*Working data*
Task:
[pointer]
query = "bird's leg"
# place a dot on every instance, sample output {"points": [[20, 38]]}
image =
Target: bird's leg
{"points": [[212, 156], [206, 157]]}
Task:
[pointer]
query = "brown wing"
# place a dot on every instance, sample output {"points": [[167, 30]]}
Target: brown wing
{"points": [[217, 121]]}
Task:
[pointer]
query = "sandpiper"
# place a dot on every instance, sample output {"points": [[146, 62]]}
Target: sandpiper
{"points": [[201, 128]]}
...
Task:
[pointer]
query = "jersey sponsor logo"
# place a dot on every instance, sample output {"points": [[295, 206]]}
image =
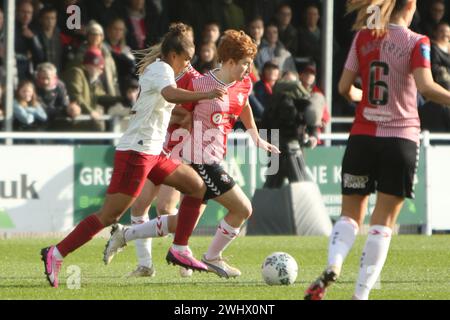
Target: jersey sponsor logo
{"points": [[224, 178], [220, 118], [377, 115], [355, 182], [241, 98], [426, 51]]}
==
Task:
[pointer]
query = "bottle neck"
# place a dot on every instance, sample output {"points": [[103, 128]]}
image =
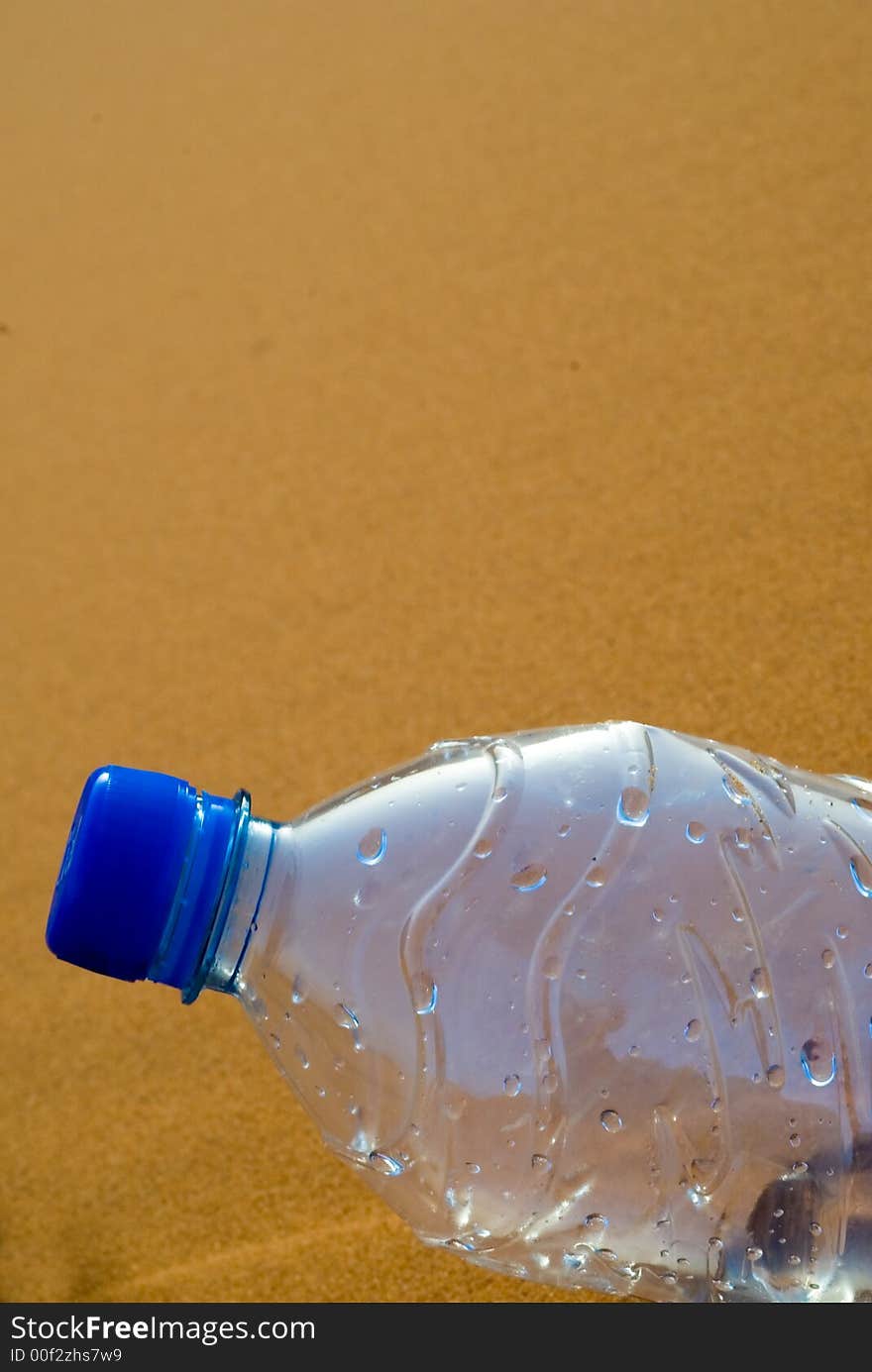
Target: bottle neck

*Task statement*
Show each line from the records above that contains the word "sponsor".

*Answer to the problem*
query = "jersey sponsor logo"
Target: jersey sponsor logo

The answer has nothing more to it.